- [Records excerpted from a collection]
----------------------------------------

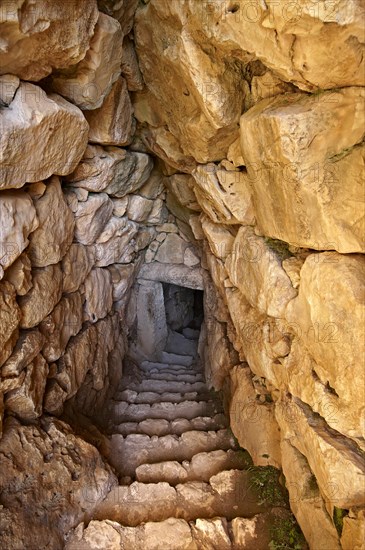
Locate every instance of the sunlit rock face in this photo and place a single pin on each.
(215, 146)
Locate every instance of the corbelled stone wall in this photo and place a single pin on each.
(215, 145)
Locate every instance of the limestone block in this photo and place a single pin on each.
(54, 235)
(40, 37)
(327, 318)
(87, 84)
(309, 166)
(91, 217)
(139, 208)
(43, 296)
(151, 319)
(64, 321)
(98, 294)
(112, 123)
(173, 274)
(76, 265)
(18, 219)
(41, 464)
(335, 460)
(306, 501)
(115, 243)
(28, 346)
(130, 68)
(253, 421)
(9, 312)
(225, 196)
(122, 280)
(171, 250)
(182, 187)
(41, 135)
(113, 170)
(220, 238)
(26, 402)
(19, 274)
(265, 283)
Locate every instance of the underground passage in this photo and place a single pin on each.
(182, 275)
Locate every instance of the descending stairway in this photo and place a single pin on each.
(184, 482)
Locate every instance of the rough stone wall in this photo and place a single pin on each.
(255, 110)
(261, 106)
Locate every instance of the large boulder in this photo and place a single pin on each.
(40, 135)
(39, 37)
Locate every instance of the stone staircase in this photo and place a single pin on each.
(184, 482)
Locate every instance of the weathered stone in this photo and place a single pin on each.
(130, 68)
(171, 250)
(9, 84)
(51, 240)
(19, 274)
(115, 171)
(265, 283)
(182, 187)
(220, 238)
(9, 312)
(76, 265)
(28, 346)
(43, 464)
(41, 135)
(87, 84)
(328, 318)
(98, 294)
(91, 217)
(64, 321)
(139, 208)
(42, 37)
(225, 196)
(306, 501)
(43, 296)
(26, 402)
(305, 169)
(18, 220)
(252, 421)
(339, 477)
(112, 123)
(115, 244)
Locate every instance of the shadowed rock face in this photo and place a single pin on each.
(150, 151)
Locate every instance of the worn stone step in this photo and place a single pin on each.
(200, 468)
(127, 453)
(217, 533)
(177, 427)
(122, 411)
(175, 359)
(178, 377)
(161, 386)
(177, 343)
(228, 494)
(153, 397)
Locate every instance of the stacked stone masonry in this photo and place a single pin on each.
(214, 145)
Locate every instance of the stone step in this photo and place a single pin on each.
(178, 377)
(228, 494)
(161, 386)
(201, 467)
(127, 453)
(253, 533)
(175, 359)
(191, 333)
(153, 397)
(122, 411)
(177, 427)
(177, 343)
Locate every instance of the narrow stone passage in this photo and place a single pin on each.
(184, 483)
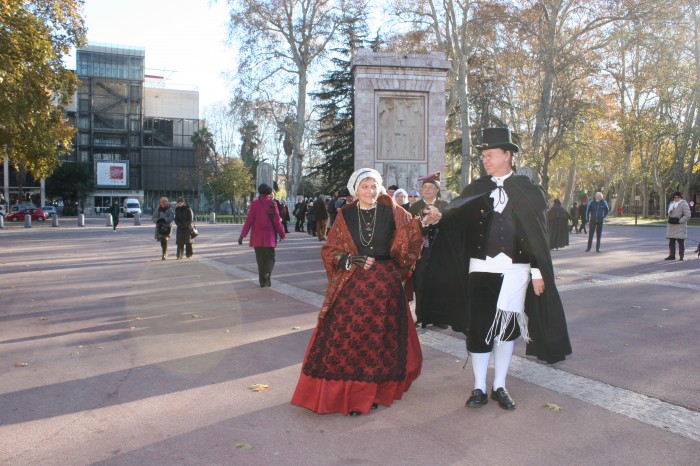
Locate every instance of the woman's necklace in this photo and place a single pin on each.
(366, 226)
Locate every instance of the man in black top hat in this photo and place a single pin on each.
(491, 270)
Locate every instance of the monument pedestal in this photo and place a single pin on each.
(400, 115)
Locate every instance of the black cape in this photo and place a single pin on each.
(448, 270)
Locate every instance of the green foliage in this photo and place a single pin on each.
(233, 181)
(250, 141)
(336, 136)
(71, 182)
(35, 35)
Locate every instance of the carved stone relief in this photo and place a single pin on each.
(401, 128)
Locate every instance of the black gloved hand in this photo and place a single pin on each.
(359, 260)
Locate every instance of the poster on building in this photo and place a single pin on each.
(112, 174)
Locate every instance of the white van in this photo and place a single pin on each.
(131, 207)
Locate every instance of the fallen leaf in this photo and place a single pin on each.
(259, 387)
(553, 407)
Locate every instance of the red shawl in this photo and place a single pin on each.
(406, 246)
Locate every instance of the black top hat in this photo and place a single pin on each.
(500, 138)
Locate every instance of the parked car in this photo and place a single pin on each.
(36, 213)
(49, 210)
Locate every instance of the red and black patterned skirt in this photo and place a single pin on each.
(365, 350)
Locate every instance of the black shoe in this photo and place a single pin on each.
(503, 398)
(477, 400)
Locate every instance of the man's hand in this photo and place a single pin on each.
(431, 215)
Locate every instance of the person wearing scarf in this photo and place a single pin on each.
(364, 350)
(491, 271)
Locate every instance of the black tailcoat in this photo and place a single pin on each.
(463, 232)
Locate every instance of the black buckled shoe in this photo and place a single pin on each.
(477, 400)
(503, 398)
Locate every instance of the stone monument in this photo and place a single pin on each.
(400, 115)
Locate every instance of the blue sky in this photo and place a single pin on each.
(184, 40)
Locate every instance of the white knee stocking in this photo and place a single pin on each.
(502, 354)
(480, 365)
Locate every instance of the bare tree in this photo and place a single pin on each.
(287, 36)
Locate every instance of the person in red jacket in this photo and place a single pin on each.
(264, 221)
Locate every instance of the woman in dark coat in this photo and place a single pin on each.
(184, 221)
(558, 225)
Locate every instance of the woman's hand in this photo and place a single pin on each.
(431, 216)
(538, 286)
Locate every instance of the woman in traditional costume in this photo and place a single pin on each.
(364, 351)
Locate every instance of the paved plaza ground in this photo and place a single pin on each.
(109, 355)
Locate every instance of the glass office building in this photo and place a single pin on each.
(136, 152)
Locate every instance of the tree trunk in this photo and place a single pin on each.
(299, 128)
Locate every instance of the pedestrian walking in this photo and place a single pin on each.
(505, 289)
(264, 224)
(677, 226)
(184, 220)
(596, 211)
(558, 225)
(163, 217)
(114, 212)
(364, 350)
(573, 213)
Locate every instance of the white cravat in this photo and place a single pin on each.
(499, 196)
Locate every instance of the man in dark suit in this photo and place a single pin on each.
(495, 281)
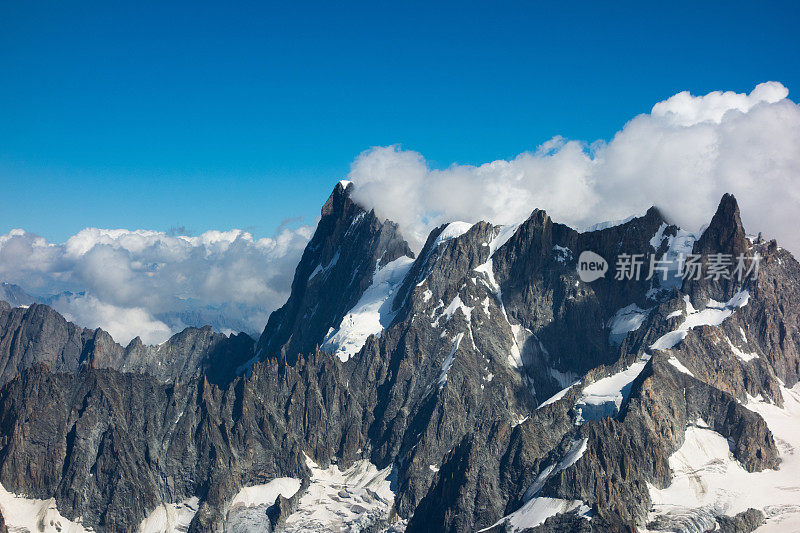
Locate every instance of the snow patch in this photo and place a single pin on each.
(677, 364)
(610, 224)
(604, 397)
(372, 314)
(170, 517)
(714, 314)
(708, 480)
(349, 500)
(324, 270)
(448, 361)
(248, 509)
(537, 510)
(625, 320)
(452, 231)
(29, 514)
(744, 356)
(557, 396)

----------------------------------------

- [Exercise brief]
The records above must be printed exactly; the pictures stay out.

- [Right answer]
Locate every instance of the sunlit rock face in this photo and place a single pin on each.
(215, 146)
Locate every instance of the corbelled stone wall in this photo and place a single pin on each.
(215, 145)
Locate every instance of the limestone block in this photo and place a single pin on each.
(54, 235)
(40, 37)
(327, 318)
(87, 84)
(309, 166)
(91, 217)
(139, 208)
(43, 296)
(151, 319)
(64, 321)
(98, 294)
(112, 123)
(173, 274)
(76, 265)
(18, 219)
(41, 464)
(335, 460)
(306, 501)
(115, 243)
(28, 346)
(130, 68)
(253, 421)
(9, 312)
(225, 196)
(122, 280)
(171, 250)
(182, 187)
(41, 135)
(113, 170)
(220, 238)
(26, 402)
(19, 274)
(265, 283)
Locate every instance of the underground passage in this photo and place a single pin on each.
(182, 275)
Locate every instance of the descending stairway in this photo and place a single pin on each.
(184, 482)
Locate every instance of the rough stone wall in this photo and place a single pin on each.
(255, 110)
(261, 106)
Locate every instance of the large boulder in this photo and place a single pin on each.
(40, 135)
(39, 37)
Locate every instance of the stone staircase in this photo and place a single pin on each.
(184, 482)
Locate every instance of the weathered stone in this photo and place a single pin on each.
(130, 68)
(171, 250)
(9, 84)
(51, 240)
(19, 274)
(115, 171)
(265, 283)
(182, 187)
(220, 238)
(9, 312)
(76, 265)
(28, 346)
(43, 464)
(41, 135)
(87, 84)
(328, 318)
(98, 294)
(91, 217)
(64, 321)
(139, 208)
(42, 37)
(225, 196)
(306, 501)
(43, 296)
(26, 402)
(305, 169)
(18, 220)
(252, 421)
(339, 477)
(112, 123)
(115, 244)
Locate every instance of the shadowed rock face in this photo and place a single pin on each.
(150, 151)
Locate every instance of the worn stone step in this photo and place a single pin on each.
(200, 468)
(127, 453)
(217, 533)
(177, 427)
(122, 411)
(175, 359)
(178, 377)
(161, 386)
(177, 343)
(228, 494)
(153, 397)
Locate every instance of the stacked stone masonry in this photo and place a single pin on each.
(214, 145)
Locate every instance of the stone step in this photo and place a single pin on each.
(178, 377)
(228, 494)
(161, 386)
(201, 467)
(127, 453)
(253, 533)
(175, 359)
(191, 333)
(153, 397)
(122, 411)
(177, 427)
(177, 343)
Locate every instance of the narrow stone passage in this photo and place a single pin on each.
(184, 483)
Locate every instance of the woman's necklace in this photo and place a single pin on each.
(366, 226)
Locate every instance of the man in black top hat in this photo and place a single pin on each.
(491, 270)
Locate every instance of the monument pedestal in this photo and place a single pin on each.
(400, 115)
Locate every instance of the black cape in this photo and place a single pin on each.
(448, 270)
Locate every instance of the green foliage in this photo and place a single pin on each.
(233, 181)
(250, 141)
(336, 136)
(71, 182)
(35, 35)
Locate every instance of the carved stone relief in this photo and place a single pin on each.
(401, 128)
Locate every instance of the black gloved hand in this photo and place a single pin on each.
(359, 260)
Locate every instance of the poster on building in this photo and place a single pin on each.
(112, 174)
Locate every instance of the white van in this photo and place a single pin on each.
(131, 207)
Locate every instance of the fallen leaf in this photo and place a single pin on each.
(259, 387)
(553, 407)
Locate every instance of the red shawl in this photo and place a single pin on each.
(406, 246)
Locate every instance of the black top hat in this photo and place a single pin on each.
(500, 138)
Locate every instance of the parked car in this photo and place a single pin on each.
(36, 213)
(49, 210)
Locate every instance of the red and black patterned skirt in this photo and place a single pin on each.
(365, 350)
Locate every instance of the black shoe in this photo and place a single pin on each.
(503, 398)
(477, 400)
Locate every instance of the man's hand in this photo and place a single pin on each.
(431, 215)
Locate every instance of the person wearing scarf in this photo and place a single pin on each.
(364, 350)
(491, 271)
Locate every instance of the black tailcoat in this photo and place a single pin on each.
(463, 232)
Locate every instance of the black buckled shoe in this photo and place a single pin on each.
(477, 400)
(503, 398)
Locate every instance of the stone monument in this photo and place a single pin on each.
(400, 115)
Locate every instance of the blue sky in this photo and place a single pin on each.
(184, 40)
Locate every instance of the white knee stocking in this photo and place a single pin on each.
(502, 354)
(480, 365)
Locate every instance of the bare tree in this photo and place a single pin on each.
(287, 36)
Locate every instance of the person in red jacket in this photo and place a single pin on each.
(264, 221)
Locate every instance of the woman in dark coat in this photo and place a single pin on each.
(184, 221)
(558, 225)
Locate every instance of the woman's hand in this photo and place a single pin on each.
(431, 216)
(538, 286)
Locate every instance of the woman in traditional costume in this photo and place a single pin on each.
(364, 351)
Locate every instance of the paved plaza ground in this photo and place a single pin on each.
(109, 355)
Locate every instance of the glass office building in this photo and place a single pin on each.
(136, 152)
Locate every instance of the tree trunk in this photo and place a single pin on each.
(299, 128)
Locate every instance of the pedestrian walking in this photo and place a single pin on each.
(505, 289)
(264, 224)
(677, 226)
(184, 220)
(596, 211)
(558, 225)
(163, 217)
(114, 212)
(364, 350)
(573, 213)
Locate every instance of the white cravat in this photo and place a single pin on each.
(499, 196)
Locate every instance of the man in dark suit in this photo and place a single pin on each.
(495, 281)
Locate every instance of the snow patch in this photo and place a single pin on each.
(677, 364)
(610, 224)
(604, 397)
(372, 314)
(170, 517)
(714, 314)
(708, 480)
(349, 500)
(324, 270)
(448, 361)
(248, 509)
(537, 510)
(625, 320)
(452, 231)
(29, 514)
(744, 356)
(557, 396)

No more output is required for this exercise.